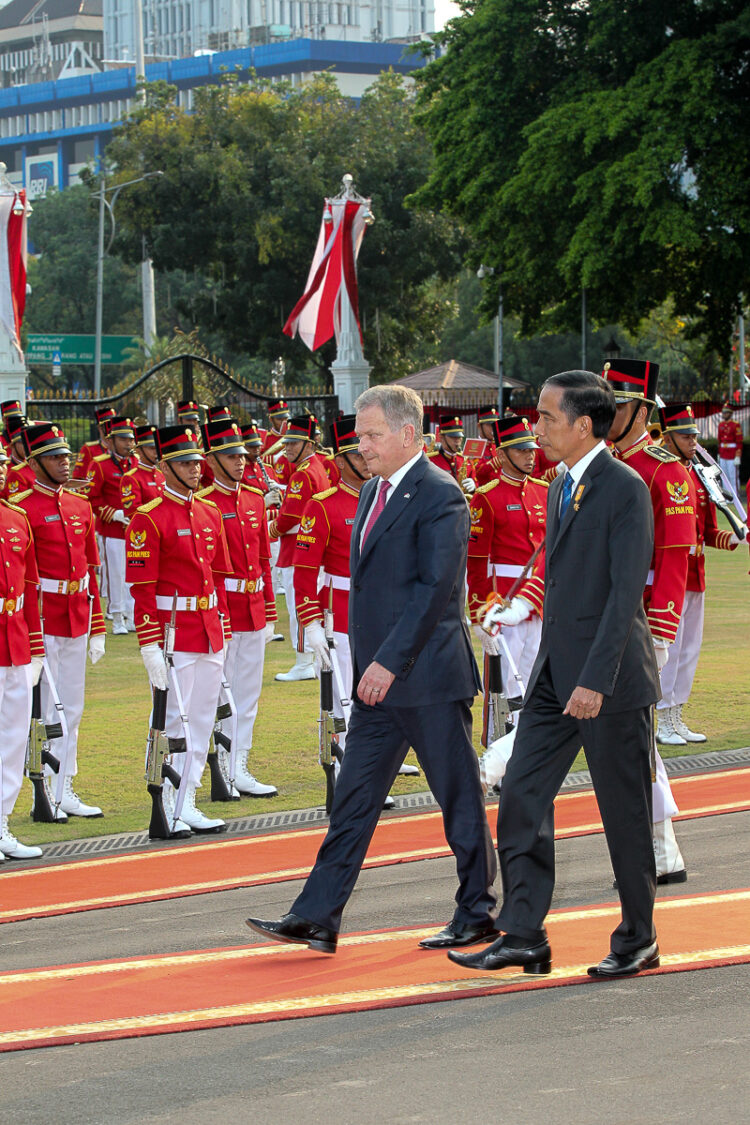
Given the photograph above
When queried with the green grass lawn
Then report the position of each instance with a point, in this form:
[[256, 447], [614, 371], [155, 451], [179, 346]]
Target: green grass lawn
[[114, 729]]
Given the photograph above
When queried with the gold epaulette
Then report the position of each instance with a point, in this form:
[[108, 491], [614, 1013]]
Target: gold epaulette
[[151, 505], [659, 453]]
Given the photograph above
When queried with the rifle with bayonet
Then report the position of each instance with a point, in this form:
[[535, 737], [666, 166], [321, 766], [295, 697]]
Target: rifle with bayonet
[[38, 755]]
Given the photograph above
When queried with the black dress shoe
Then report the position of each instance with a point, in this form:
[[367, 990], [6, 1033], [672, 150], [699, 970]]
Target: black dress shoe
[[532, 959], [298, 932], [457, 934], [626, 964]]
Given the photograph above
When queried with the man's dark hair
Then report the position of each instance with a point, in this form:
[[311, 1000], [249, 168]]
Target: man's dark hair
[[585, 393]]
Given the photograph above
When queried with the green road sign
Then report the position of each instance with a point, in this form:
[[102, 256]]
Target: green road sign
[[43, 349]]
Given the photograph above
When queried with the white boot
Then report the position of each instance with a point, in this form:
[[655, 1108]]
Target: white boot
[[12, 848], [304, 668], [670, 865], [246, 783], [73, 806], [681, 727], [195, 818], [119, 628], [666, 732]]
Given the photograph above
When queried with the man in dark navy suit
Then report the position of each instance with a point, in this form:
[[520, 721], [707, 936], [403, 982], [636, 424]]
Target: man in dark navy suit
[[415, 677], [594, 684]]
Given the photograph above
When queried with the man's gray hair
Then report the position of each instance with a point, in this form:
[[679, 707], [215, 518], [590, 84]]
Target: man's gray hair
[[400, 405]]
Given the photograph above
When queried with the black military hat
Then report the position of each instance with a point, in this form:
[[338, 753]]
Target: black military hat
[[223, 435], [342, 437], [632, 379], [41, 438], [677, 417], [178, 443]]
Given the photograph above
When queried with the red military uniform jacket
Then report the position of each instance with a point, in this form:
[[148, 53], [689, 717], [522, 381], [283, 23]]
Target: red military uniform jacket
[[104, 493], [66, 558], [20, 631], [307, 479], [707, 536], [175, 545], [508, 521], [20, 478], [323, 541], [249, 588], [730, 440], [675, 531], [138, 486]]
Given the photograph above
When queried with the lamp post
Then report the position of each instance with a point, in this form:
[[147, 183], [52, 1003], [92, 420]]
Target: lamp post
[[499, 365], [107, 205]]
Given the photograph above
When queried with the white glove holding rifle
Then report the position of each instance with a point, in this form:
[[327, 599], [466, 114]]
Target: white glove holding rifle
[[155, 666]]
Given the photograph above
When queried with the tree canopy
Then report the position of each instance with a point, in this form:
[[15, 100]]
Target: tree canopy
[[602, 144]]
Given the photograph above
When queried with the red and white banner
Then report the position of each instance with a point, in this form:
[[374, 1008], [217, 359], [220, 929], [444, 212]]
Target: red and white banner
[[332, 279], [12, 264]]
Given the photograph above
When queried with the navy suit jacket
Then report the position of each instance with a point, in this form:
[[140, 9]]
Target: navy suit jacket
[[595, 631], [406, 606]]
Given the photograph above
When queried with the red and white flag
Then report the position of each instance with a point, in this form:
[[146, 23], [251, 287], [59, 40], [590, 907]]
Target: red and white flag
[[317, 315], [14, 213]]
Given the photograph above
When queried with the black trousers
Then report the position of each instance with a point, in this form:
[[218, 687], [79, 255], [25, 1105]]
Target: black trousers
[[377, 743], [617, 752]]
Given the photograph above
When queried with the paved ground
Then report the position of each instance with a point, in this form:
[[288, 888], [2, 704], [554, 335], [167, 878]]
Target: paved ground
[[669, 1049]]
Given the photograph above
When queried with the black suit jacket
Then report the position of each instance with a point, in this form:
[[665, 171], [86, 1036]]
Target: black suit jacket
[[595, 632], [406, 599]]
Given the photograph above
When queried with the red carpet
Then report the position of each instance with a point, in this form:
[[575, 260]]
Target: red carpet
[[223, 864], [218, 988]]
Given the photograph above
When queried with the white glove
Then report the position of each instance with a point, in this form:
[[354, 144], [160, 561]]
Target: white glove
[[315, 638], [517, 611], [488, 644], [155, 665], [37, 665]]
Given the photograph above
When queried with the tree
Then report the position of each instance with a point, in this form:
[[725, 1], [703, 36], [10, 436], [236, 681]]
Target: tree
[[241, 198], [601, 145]]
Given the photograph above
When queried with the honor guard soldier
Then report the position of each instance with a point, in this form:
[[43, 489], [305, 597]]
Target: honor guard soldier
[[20, 475], [446, 452], [105, 477], [145, 480], [91, 449], [307, 478], [672, 498], [730, 446], [249, 587], [508, 522], [21, 658], [66, 556], [177, 560], [680, 437]]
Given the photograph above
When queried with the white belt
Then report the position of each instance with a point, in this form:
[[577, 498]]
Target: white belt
[[65, 585], [243, 585], [504, 570], [201, 602], [337, 581], [11, 605]]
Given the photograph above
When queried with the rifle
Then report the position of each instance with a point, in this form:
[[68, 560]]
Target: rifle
[[38, 756]]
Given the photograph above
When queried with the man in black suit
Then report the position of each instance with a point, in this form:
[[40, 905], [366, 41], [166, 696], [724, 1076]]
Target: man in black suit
[[415, 677], [593, 684]]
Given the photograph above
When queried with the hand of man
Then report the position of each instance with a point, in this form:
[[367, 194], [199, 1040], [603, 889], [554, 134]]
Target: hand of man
[[584, 703], [375, 683]]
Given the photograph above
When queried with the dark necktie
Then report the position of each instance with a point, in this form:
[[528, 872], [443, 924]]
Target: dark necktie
[[567, 493], [377, 509]]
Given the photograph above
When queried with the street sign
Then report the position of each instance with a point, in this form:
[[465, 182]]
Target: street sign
[[43, 348]]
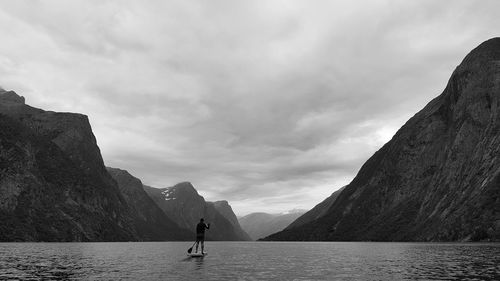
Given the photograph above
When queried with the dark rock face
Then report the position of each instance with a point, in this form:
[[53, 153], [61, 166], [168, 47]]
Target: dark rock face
[[53, 185], [438, 179], [260, 225], [223, 208], [182, 204], [150, 221], [318, 211]]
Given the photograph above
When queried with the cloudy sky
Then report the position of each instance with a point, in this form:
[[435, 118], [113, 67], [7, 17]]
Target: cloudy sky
[[271, 105]]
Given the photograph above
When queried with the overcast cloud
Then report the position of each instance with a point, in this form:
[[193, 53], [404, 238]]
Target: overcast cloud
[[271, 105]]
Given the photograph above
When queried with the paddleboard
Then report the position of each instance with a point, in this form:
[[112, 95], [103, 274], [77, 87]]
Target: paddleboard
[[197, 255]]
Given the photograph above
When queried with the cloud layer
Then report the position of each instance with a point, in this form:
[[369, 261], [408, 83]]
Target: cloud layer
[[272, 105]]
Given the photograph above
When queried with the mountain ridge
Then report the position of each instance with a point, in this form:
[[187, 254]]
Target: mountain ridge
[[437, 179]]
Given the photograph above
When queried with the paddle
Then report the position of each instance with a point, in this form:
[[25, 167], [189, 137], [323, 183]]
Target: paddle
[[191, 249]]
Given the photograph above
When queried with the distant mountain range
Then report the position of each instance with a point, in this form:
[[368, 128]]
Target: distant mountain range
[[437, 179], [54, 186], [260, 225], [185, 206]]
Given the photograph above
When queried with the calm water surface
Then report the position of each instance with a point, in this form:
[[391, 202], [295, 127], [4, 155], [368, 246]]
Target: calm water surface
[[250, 261]]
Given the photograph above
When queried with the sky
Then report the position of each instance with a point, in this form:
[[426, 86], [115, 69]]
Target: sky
[[271, 105]]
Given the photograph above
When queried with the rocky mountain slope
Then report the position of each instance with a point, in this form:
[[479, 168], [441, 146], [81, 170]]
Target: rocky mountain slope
[[182, 204], [223, 208], [152, 224], [53, 183], [438, 178], [260, 225]]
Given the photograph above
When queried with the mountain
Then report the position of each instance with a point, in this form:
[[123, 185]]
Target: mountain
[[152, 224], [226, 211], [316, 212], [53, 184], [260, 225], [182, 204], [438, 178]]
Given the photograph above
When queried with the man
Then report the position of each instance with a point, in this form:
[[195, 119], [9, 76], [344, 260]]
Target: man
[[200, 234]]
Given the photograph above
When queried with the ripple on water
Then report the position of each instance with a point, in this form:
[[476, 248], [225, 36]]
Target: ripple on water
[[250, 261]]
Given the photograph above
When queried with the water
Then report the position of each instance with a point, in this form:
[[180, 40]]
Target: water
[[250, 261]]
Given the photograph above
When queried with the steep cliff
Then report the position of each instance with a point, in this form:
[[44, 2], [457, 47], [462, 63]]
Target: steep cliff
[[438, 179], [53, 185], [182, 204], [318, 211], [226, 211], [150, 221]]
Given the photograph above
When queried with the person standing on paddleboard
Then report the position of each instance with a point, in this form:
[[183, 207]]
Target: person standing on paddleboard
[[200, 234]]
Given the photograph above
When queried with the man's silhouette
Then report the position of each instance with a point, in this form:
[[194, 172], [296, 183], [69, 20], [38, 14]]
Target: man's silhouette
[[200, 234]]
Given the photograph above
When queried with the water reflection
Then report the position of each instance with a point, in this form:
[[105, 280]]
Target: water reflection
[[250, 261]]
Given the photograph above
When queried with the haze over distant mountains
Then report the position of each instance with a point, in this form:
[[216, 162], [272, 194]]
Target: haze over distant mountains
[[260, 225], [438, 179], [54, 186], [185, 206]]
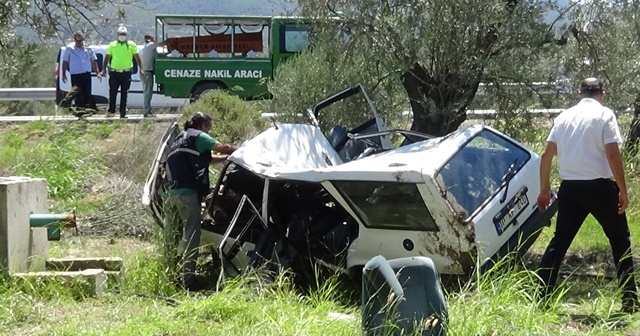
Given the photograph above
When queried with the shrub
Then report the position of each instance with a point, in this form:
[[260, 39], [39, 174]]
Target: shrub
[[233, 119]]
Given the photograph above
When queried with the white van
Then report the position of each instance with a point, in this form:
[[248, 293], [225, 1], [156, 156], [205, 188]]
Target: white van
[[100, 88]]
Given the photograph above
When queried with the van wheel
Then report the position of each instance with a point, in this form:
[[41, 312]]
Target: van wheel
[[205, 87]]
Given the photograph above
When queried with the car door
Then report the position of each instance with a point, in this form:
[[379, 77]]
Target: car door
[[153, 192]]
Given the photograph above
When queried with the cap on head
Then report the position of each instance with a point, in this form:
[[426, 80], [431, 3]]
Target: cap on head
[[122, 30], [591, 85]]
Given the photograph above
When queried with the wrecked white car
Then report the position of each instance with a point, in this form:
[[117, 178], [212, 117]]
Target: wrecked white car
[[298, 193]]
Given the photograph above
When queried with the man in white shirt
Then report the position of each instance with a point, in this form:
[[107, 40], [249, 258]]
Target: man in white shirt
[[585, 138], [148, 55], [79, 60]]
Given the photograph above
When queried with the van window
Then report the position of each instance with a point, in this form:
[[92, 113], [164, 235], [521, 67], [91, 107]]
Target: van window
[[293, 37]]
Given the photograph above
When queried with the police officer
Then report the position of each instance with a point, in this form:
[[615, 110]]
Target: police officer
[[119, 58], [585, 138], [80, 60], [188, 180]]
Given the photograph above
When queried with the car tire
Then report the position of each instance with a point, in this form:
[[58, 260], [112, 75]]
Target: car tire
[[205, 87]]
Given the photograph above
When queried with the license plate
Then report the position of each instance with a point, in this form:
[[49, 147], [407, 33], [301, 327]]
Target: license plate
[[508, 215]]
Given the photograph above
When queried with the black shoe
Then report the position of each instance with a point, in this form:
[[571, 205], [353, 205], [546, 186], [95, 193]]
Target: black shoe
[[197, 286]]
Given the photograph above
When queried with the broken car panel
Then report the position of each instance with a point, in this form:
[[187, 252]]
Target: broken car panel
[[297, 193]]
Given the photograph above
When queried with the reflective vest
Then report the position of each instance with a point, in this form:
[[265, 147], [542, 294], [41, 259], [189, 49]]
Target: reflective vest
[[186, 167]]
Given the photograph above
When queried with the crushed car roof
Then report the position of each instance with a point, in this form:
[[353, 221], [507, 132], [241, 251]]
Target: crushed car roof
[[301, 152]]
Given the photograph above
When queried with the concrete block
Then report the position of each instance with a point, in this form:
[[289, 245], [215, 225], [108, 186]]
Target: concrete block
[[90, 282], [38, 249], [113, 267], [19, 197], [78, 264]]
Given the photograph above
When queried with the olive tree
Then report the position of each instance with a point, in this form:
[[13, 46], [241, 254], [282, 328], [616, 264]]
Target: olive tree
[[607, 45], [440, 51]]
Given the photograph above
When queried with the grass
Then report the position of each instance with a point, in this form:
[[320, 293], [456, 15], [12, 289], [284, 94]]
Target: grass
[[108, 163]]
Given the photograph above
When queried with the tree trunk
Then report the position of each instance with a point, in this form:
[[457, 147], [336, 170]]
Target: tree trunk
[[439, 104], [631, 146]]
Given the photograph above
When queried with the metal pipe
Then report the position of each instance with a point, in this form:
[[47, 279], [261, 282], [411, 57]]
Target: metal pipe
[[53, 223]]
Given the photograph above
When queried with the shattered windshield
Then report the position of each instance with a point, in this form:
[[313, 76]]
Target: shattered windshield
[[388, 205], [476, 172]]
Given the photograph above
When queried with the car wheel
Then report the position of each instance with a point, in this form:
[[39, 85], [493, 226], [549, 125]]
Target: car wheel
[[205, 87]]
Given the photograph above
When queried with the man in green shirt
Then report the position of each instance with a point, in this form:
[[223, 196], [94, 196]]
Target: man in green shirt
[[119, 59], [187, 173]]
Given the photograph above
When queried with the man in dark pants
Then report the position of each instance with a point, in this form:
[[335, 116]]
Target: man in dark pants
[[585, 138], [119, 58], [79, 60]]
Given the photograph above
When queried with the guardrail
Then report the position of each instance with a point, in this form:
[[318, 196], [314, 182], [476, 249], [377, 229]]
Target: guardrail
[[8, 94]]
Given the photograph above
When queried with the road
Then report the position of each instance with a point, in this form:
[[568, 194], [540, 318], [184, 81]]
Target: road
[[133, 118]]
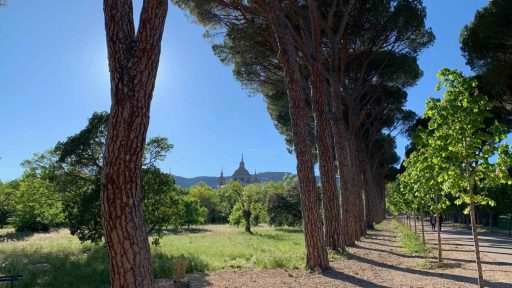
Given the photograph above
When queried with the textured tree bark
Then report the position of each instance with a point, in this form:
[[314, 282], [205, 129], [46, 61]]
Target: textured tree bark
[[439, 248], [316, 254], [474, 230], [422, 228], [133, 64], [247, 218], [324, 137]]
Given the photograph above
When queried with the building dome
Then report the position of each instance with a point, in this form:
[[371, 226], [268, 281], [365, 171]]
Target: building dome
[[241, 174]]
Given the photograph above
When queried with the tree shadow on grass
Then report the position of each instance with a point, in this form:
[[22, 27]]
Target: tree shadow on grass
[[419, 257], [13, 236], [294, 230], [456, 278], [277, 237], [183, 231], [162, 263], [338, 275], [83, 267]]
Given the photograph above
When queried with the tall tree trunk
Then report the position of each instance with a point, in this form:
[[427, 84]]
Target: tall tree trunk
[[439, 248], [415, 229], [422, 227], [133, 64], [316, 254], [474, 230], [475, 241], [510, 224], [324, 137], [247, 218]]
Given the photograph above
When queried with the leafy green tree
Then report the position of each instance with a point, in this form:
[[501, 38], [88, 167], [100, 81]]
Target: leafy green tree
[[161, 200], [7, 197], [38, 206], [210, 199], [250, 200], [422, 180], [466, 143], [74, 166], [486, 45], [283, 203]]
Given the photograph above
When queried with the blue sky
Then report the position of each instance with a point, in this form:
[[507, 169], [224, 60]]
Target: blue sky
[[54, 75]]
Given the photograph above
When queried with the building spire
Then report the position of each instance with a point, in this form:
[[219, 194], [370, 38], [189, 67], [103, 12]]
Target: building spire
[[242, 163]]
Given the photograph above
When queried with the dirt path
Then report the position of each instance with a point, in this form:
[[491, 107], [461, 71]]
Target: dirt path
[[494, 246], [378, 261]]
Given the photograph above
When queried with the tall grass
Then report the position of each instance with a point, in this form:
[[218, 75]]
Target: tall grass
[[215, 247]]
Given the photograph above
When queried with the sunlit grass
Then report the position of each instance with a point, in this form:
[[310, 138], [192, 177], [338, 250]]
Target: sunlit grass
[[410, 241], [210, 248]]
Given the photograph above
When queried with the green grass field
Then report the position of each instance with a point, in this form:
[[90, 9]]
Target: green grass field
[[58, 259], [410, 241]]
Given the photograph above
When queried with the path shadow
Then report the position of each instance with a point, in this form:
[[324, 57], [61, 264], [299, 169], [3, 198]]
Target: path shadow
[[456, 278], [419, 257], [182, 231], [338, 275]]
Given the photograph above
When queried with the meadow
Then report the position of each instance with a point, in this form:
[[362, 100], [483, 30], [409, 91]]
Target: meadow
[[58, 259]]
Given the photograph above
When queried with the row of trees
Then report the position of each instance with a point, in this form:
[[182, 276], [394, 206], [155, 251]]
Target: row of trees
[[459, 153], [334, 75]]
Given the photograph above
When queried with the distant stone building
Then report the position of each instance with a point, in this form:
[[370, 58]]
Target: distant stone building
[[241, 175]]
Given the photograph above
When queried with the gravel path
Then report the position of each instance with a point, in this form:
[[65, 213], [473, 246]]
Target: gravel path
[[378, 261]]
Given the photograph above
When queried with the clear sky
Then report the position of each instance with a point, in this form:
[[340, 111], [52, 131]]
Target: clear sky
[[54, 75]]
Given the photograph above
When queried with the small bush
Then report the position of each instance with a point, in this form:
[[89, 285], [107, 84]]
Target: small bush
[[410, 241]]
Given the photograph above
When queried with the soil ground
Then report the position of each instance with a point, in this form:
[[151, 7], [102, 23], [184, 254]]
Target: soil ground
[[379, 261]]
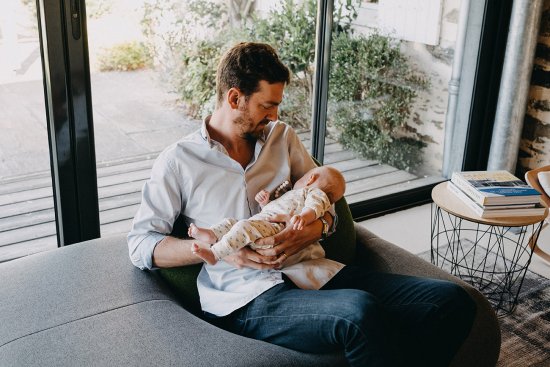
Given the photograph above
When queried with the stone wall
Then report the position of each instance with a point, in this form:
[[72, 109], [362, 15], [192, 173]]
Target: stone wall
[[535, 141], [429, 111]]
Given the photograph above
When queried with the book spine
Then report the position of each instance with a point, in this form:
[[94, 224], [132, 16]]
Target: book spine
[[465, 199], [466, 187]]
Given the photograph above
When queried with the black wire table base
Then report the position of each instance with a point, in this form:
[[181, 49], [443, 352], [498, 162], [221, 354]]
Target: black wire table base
[[492, 258]]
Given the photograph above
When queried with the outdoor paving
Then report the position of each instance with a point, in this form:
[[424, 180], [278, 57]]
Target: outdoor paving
[[133, 115]]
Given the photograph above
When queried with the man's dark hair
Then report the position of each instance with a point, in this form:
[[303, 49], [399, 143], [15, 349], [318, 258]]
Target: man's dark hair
[[245, 64]]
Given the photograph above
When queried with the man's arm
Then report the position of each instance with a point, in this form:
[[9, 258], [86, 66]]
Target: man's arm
[[290, 241], [172, 252]]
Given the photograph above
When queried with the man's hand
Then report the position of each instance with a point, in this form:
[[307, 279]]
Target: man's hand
[[262, 198], [248, 258], [289, 241], [297, 222]]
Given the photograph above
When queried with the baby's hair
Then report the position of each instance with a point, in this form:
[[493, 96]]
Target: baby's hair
[[335, 186]]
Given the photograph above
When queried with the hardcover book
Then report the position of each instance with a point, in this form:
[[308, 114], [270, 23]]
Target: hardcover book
[[495, 188], [498, 211]]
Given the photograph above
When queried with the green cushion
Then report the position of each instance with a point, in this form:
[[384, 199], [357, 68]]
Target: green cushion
[[183, 282], [340, 246]]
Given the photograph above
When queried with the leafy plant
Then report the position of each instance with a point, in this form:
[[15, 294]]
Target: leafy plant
[[372, 85], [125, 57]]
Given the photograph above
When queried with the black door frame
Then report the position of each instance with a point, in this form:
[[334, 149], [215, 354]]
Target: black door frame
[[66, 75]]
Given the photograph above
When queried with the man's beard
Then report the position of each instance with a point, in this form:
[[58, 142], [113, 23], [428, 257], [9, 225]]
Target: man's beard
[[252, 136]]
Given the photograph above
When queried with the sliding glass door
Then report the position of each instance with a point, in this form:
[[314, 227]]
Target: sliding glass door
[[123, 79], [27, 218]]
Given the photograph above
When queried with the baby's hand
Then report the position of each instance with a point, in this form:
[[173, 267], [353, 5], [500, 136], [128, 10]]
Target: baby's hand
[[262, 197], [297, 222]]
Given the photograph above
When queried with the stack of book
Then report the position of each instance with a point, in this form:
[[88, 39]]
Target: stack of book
[[495, 194]]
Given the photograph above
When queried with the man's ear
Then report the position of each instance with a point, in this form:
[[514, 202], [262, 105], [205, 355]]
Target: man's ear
[[233, 96]]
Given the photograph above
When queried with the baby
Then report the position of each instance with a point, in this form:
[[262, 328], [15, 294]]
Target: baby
[[311, 196]]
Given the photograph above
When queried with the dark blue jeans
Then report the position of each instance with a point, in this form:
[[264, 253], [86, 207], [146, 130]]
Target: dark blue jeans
[[377, 319]]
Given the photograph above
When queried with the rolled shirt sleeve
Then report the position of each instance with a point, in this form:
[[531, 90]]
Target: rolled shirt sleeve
[[160, 206]]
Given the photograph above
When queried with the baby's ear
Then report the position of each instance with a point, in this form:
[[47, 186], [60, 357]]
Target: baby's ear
[[312, 178]]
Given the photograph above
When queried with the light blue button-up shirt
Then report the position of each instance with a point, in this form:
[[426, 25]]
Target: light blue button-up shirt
[[197, 179]]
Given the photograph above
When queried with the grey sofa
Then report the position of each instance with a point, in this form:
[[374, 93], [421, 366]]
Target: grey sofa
[[85, 305]]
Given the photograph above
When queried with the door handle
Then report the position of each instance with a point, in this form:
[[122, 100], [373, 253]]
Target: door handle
[[75, 19]]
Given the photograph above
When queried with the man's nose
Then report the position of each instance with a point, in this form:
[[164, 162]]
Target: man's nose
[[273, 114]]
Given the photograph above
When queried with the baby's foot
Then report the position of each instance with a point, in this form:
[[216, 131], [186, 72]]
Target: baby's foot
[[205, 254], [202, 234]]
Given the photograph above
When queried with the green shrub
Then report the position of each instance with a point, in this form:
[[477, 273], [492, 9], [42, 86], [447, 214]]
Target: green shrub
[[372, 85], [125, 57]]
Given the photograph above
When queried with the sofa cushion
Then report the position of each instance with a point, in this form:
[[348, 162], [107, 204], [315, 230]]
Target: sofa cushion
[[150, 333], [53, 288]]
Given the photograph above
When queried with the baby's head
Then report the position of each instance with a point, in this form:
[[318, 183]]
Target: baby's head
[[325, 178]]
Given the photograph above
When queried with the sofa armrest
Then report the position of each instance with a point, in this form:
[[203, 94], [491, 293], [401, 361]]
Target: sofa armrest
[[482, 347]]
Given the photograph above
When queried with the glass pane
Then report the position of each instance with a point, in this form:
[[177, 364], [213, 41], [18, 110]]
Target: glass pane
[[27, 219], [390, 69], [153, 68]]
------------------------------------------------------------
▶ _TASK DIRECTIONS_: Copy only what lies between the start of the listing above and the line containing "When queried with the man in dark navy suit", inclusive of both ends, exactly as written, and drop the pictures.

▶ _TASK RESPONSE_:
Given the photograph above
When queried with the green grass lawn
Then report the position of each instance with a point, in this form:
[[256, 447], [614, 371], [155, 451], [179, 346]]
Target: green grass lawn
[[114, 729]]
Given the photograph above
When queried with the gold epaulette
Then report the position of each instance with a point, in this form:
[[108, 491], [614, 1013]]
Target: gold epaulette
[[151, 505], [659, 453]]
Given the photograph above
When queried with the rifle with bayonet
Then report the position of each instance with a point, in this form:
[[535, 737], [666, 166], [321, 766], [295, 697]]
Target: rifle with bayonet
[[38, 755]]
Given the photograph above
When queried with the black dress shoe
Then report the position of each instance with a point, in this form:
[[367, 990], [6, 1033], [672, 150], [699, 970]]
Target: black dress shoe
[[532, 959], [298, 932], [457, 934], [626, 964]]
Given the photograph above
When queried with the man's dark hair
Then report the position of each instance with a point, in this form:
[[311, 1000], [249, 168]]
Target: man's dark hair
[[585, 393]]
Given the photograph above
When queried with the green road sign
Then report the position of each instance with a point, in this form:
[[102, 256]]
Target: green road sign
[[43, 349]]
Given the photograph above
When queried with the white boot
Then report the position of each instance with a point, in this form:
[[655, 1108]]
Target: white boot
[[12, 848], [304, 668], [670, 865], [246, 783], [73, 806], [681, 727], [195, 818], [119, 628], [666, 732]]
Given the photograph above
When queried with the man in dark navy suit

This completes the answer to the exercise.